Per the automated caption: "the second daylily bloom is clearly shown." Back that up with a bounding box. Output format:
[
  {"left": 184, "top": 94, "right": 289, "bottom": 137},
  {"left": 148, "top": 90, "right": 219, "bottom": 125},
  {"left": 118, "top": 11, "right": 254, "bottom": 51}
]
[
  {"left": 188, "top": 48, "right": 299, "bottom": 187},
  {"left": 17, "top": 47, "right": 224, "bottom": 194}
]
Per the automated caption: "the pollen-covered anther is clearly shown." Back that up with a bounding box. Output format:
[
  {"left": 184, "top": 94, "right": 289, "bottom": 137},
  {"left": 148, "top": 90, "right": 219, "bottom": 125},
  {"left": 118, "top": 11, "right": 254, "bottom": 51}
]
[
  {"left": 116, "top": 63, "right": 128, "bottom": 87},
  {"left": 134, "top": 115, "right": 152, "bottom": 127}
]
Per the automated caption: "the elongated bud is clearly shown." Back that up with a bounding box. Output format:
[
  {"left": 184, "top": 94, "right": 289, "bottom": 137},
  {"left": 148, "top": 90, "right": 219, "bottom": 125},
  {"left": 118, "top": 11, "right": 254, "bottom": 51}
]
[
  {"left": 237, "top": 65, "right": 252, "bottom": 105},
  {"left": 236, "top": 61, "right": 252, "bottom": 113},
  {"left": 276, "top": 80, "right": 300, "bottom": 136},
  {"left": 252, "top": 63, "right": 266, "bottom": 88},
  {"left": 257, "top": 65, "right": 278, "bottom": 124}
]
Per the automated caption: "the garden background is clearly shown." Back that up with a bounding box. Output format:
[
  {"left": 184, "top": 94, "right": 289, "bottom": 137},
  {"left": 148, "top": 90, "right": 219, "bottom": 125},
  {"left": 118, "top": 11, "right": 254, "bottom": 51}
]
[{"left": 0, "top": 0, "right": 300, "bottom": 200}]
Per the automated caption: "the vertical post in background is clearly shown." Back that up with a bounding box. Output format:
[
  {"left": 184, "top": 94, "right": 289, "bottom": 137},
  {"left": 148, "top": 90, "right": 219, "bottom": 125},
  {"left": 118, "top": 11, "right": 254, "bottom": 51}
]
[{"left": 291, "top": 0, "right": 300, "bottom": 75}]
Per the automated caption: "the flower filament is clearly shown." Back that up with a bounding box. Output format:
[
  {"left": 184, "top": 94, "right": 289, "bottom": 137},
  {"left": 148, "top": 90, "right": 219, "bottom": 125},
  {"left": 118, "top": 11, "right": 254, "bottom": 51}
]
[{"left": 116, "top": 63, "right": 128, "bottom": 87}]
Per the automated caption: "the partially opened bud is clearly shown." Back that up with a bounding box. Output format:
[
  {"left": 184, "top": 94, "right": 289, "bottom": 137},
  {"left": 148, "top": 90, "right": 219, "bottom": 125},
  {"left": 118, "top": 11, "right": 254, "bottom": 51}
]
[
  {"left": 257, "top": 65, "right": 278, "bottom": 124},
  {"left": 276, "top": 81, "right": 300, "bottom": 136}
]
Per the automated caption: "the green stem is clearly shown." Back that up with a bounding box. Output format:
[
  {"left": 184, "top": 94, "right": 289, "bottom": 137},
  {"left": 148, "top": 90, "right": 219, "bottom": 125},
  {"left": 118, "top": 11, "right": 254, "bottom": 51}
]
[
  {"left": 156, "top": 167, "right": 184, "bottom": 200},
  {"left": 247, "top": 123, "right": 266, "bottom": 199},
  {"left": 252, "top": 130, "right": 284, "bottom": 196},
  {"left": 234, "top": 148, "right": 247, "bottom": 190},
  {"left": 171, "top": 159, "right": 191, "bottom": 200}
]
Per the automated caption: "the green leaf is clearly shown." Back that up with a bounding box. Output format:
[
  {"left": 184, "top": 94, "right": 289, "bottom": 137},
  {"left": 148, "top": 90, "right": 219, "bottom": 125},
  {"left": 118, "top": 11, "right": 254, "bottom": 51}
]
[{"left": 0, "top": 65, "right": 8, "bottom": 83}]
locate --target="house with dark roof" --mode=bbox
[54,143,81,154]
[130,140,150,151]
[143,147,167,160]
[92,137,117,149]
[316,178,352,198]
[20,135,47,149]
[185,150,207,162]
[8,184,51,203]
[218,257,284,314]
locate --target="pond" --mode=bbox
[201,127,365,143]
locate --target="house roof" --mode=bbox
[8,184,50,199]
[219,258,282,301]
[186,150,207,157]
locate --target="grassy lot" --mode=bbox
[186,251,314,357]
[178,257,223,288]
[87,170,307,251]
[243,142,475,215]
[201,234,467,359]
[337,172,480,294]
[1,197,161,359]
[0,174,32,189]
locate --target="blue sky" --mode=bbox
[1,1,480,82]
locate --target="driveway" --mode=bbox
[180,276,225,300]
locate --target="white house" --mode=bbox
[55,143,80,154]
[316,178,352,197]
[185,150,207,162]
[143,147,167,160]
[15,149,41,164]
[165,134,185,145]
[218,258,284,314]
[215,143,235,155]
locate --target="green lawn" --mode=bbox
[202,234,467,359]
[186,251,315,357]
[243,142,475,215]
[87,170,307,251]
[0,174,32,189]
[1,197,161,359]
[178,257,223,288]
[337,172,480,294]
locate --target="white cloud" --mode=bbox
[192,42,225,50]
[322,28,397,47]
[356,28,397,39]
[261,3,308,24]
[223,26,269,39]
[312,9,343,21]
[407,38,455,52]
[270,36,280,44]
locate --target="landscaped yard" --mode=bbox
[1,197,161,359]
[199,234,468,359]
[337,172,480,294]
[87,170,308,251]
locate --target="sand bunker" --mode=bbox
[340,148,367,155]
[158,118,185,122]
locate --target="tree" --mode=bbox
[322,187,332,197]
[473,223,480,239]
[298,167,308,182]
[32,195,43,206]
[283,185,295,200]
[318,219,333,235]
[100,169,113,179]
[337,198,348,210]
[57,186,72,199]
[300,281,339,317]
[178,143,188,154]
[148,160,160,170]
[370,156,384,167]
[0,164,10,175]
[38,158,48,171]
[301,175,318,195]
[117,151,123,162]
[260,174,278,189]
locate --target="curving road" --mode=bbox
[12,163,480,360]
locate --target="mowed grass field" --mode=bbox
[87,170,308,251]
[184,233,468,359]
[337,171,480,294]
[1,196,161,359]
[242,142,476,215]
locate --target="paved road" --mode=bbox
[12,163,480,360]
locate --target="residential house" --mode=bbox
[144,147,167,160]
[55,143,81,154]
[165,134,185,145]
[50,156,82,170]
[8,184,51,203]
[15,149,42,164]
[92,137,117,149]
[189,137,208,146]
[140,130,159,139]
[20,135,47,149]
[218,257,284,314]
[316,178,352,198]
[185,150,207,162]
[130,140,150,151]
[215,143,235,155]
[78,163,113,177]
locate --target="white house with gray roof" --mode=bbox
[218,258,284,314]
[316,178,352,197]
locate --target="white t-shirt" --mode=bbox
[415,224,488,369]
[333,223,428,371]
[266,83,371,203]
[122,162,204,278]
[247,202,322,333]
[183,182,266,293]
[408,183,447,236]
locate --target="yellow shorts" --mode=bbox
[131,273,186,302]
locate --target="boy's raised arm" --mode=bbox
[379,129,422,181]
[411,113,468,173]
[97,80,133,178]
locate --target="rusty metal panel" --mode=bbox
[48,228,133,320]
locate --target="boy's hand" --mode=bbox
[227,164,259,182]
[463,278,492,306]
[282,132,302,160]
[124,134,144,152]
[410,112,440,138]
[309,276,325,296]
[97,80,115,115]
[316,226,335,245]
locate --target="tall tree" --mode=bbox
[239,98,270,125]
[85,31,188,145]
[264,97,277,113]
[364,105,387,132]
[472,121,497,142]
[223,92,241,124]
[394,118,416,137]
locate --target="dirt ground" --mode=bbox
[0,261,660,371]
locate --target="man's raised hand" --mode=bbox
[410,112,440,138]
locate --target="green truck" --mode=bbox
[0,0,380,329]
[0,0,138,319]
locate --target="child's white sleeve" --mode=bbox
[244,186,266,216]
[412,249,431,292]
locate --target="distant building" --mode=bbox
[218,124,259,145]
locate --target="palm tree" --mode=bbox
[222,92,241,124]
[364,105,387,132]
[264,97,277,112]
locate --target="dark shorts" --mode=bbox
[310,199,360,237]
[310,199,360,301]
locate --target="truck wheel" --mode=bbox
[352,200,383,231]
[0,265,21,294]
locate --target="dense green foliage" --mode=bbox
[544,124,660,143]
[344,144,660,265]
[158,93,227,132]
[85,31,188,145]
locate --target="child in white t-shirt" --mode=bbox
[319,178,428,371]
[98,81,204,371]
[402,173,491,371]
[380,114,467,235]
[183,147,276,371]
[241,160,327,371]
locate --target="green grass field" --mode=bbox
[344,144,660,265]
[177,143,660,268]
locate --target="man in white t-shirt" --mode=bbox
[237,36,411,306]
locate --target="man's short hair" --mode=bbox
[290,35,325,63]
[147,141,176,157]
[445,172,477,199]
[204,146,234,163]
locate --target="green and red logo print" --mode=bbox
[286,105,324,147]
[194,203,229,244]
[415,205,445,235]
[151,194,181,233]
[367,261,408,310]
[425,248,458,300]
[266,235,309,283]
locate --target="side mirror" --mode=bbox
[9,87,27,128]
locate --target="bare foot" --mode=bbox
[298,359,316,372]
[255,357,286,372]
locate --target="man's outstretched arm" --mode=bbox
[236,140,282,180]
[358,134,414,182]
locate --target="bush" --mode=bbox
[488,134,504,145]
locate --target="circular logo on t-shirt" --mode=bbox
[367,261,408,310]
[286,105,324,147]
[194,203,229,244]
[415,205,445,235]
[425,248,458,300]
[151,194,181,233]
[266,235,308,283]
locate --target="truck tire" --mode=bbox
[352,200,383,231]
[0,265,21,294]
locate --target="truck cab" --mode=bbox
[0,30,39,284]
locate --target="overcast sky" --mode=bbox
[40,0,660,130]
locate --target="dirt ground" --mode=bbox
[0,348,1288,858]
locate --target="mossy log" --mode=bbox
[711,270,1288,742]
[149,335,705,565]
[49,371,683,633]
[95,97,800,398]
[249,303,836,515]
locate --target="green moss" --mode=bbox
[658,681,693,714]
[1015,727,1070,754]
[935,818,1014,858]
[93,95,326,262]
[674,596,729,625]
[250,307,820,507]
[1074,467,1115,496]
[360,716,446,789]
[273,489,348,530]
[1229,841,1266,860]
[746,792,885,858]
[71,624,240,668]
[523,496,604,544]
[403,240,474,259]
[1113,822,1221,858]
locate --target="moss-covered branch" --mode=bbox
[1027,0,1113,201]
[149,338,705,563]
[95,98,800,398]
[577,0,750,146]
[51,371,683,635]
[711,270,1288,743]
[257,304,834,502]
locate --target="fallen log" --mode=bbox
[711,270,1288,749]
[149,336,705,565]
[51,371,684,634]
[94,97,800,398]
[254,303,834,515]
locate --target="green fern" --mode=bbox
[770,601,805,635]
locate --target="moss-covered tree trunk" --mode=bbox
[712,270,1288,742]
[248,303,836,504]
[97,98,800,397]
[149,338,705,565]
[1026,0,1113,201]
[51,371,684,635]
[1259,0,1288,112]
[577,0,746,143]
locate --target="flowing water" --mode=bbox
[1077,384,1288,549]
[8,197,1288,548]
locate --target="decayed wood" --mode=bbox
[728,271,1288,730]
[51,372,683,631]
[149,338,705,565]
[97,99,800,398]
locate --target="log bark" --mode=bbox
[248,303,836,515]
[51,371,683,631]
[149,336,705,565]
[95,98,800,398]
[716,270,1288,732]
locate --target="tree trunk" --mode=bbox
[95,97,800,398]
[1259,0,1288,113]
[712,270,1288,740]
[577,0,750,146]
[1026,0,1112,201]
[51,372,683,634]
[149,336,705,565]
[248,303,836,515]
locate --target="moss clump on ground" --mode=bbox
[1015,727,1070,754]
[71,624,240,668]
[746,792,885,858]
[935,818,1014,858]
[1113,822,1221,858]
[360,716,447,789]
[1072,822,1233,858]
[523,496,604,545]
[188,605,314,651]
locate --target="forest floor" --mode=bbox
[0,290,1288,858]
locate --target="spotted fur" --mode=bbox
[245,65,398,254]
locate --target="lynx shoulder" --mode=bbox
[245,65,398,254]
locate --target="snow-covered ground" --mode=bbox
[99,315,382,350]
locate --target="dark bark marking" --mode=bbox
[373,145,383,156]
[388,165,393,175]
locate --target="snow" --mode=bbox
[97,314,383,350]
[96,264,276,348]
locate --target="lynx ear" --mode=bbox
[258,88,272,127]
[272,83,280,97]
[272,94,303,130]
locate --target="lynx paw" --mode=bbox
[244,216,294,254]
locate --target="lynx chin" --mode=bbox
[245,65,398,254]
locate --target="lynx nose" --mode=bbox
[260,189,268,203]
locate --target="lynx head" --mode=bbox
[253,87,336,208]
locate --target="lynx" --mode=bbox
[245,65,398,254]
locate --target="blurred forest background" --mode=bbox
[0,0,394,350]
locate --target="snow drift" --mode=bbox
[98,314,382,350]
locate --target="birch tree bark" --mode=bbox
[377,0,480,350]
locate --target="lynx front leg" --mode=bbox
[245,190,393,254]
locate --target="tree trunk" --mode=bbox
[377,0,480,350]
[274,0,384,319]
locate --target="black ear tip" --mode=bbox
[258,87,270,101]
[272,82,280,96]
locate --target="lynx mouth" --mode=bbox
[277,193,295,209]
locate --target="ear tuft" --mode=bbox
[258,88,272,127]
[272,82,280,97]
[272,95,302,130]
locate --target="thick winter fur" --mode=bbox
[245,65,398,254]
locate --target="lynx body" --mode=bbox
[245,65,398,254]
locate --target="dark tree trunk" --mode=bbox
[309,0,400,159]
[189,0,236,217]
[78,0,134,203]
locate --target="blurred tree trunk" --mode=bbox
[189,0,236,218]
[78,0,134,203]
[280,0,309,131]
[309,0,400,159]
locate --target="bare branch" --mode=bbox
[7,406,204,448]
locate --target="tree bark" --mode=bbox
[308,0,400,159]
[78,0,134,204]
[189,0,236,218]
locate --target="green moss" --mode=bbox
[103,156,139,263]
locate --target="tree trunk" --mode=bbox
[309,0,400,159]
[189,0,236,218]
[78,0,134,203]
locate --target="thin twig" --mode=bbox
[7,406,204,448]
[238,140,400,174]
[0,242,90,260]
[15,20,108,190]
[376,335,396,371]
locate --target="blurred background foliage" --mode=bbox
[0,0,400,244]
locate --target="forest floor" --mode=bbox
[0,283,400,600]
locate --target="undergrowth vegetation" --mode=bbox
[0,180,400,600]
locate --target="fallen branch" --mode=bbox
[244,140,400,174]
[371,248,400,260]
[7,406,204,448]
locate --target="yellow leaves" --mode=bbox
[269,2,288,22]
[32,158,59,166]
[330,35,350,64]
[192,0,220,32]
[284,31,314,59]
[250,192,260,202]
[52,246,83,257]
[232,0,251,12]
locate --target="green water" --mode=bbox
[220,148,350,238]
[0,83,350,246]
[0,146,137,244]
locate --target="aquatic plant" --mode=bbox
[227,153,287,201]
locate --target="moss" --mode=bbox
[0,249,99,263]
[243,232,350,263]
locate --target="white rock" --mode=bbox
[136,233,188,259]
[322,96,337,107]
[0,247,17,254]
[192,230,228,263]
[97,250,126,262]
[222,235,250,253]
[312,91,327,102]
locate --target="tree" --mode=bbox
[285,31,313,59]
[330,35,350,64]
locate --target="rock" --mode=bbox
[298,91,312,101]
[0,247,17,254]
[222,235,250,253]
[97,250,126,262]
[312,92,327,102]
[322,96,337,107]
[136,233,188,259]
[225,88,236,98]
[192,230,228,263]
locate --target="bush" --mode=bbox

---*---

## OBJECTIF
Combien de lignes des entrées ci-dessus contiennent le mot « road » ? Répondez seulement par le nombre.

## VOTRE RÉPONSE
2